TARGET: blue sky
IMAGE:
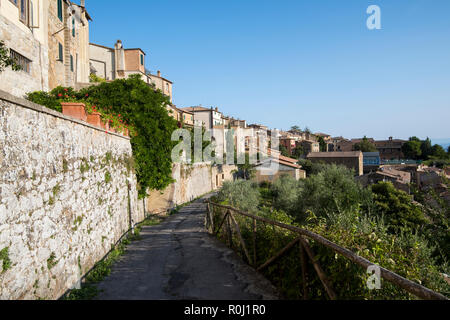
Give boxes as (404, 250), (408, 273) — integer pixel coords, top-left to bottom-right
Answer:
(86, 0), (450, 139)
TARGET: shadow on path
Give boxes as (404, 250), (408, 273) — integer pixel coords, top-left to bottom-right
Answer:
(97, 195), (277, 300)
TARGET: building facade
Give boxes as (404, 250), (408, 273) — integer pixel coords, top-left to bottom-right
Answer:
(0, 0), (91, 97)
(89, 40), (173, 102)
(374, 137), (407, 160)
(306, 151), (364, 176)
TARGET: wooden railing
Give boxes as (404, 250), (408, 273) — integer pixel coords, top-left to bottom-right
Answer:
(206, 200), (448, 300)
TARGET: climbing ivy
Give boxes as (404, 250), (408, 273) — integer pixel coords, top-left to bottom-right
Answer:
(27, 75), (177, 198)
(0, 247), (11, 273)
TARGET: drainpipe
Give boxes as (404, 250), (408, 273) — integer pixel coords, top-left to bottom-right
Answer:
(127, 177), (134, 233)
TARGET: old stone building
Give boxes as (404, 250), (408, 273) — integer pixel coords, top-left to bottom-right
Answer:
(0, 0), (91, 96)
(48, 0), (91, 89)
(89, 40), (173, 102)
(0, 0), (48, 96)
(374, 137), (406, 160)
(306, 151), (364, 176)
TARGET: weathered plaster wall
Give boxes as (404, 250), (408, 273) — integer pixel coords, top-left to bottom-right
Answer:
(0, 15), (48, 97)
(0, 91), (144, 299)
(146, 163), (236, 212)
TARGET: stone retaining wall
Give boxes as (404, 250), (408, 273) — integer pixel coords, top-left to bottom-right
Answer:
(0, 91), (144, 299)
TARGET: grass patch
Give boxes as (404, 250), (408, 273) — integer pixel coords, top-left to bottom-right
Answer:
(0, 247), (11, 273)
(105, 171), (112, 183)
(62, 212), (163, 300)
(47, 252), (58, 270)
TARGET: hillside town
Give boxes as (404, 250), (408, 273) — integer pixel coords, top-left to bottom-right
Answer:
(0, 0), (450, 299)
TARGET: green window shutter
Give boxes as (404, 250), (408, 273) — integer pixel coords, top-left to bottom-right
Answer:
(58, 43), (64, 62)
(57, 0), (63, 21)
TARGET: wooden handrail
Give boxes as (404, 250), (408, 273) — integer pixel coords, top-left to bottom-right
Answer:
(206, 200), (449, 300)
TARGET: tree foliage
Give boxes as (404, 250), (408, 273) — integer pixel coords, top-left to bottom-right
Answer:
(0, 40), (21, 72)
(353, 136), (377, 152)
(28, 75), (177, 198)
(372, 182), (427, 231)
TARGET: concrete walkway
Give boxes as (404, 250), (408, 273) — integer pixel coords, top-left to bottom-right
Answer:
(98, 195), (277, 300)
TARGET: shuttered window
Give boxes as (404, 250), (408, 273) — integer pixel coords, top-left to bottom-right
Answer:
(57, 0), (63, 21)
(10, 49), (31, 73)
(58, 43), (64, 62)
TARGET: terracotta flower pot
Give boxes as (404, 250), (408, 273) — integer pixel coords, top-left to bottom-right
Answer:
(61, 102), (87, 121)
(87, 112), (103, 128)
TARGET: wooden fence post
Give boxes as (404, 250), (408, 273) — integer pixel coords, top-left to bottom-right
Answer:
(298, 241), (308, 300)
(300, 237), (337, 300)
(253, 218), (257, 268)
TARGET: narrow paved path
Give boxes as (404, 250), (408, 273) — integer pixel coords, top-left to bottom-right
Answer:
(98, 195), (277, 300)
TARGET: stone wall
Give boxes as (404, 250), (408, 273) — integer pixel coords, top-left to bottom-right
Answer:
(146, 162), (237, 213)
(0, 91), (144, 299)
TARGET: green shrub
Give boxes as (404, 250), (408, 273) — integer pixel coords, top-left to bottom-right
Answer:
(217, 180), (260, 212)
(296, 164), (373, 222)
(372, 182), (427, 231)
(27, 75), (177, 198)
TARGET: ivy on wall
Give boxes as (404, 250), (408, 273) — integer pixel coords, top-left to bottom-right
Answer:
(27, 75), (177, 198)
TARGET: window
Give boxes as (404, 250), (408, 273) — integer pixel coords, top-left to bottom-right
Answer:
(10, 49), (31, 73)
(20, 0), (28, 25)
(57, 43), (64, 62)
(57, 0), (63, 21)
......
- REQUISITI DELL'ESERCIZIO -
Riporta senza alcuna modifica le righe dei record, dalla riga che contiene "TARGET: terracotta flower pot" fino alla fine dei record, estremi inclusi.

- SOLUZIONE -
TARGET: terracotta flower pot
Give boxes as (404, 250), (408, 273) — integer pixel coords, top-left to bottom-right
Answer:
(61, 102), (87, 121)
(87, 112), (103, 128)
TARGET: wooden fence post
Give boxes as (404, 250), (408, 273) — integer pixel coords, top-left to bottom-right
Answer:
(298, 241), (308, 300)
(300, 237), (337, 300)
(253, 218), (257, 268)
TARGET: narrow paved path
Give boxes as (404, 250), (408, 273) — integer pixel coords, top-left to bottom-right
Answer:
(98, 195), (277, 300)
TARGET: stone wall
Give boxes as (404, 250), (408, 273) — integer pixel coords, top-left to bottom-right
Answer:
(146, 162), (237, 213)
(0, 91), (144, 299)
TARGET: green shrub
Give boxes as (404, 250), (408, 273) — integer pixel coords, top-left to bottom-right
Answer:
(217, 180), (260, 212)
(296, 164), (373, 222)
(372, 182), (427, 231)
(27, 75), (177, 198)
TARGET: ivy on wall
Give boxes as (404, 250), (408, 273) — integer pixel coords, top-left to bottom-right
Answer:
(27, 75), (177, 198)
TARGET: window
Give boxes as (404, 250), (408, 273) — integer pixel coords, top-left to bottom-right
Answer:
(10, 49), (31, 73)
(20, 0), (28, 25)
(57, 43), (64, 62)
(57, 0), (63, 21)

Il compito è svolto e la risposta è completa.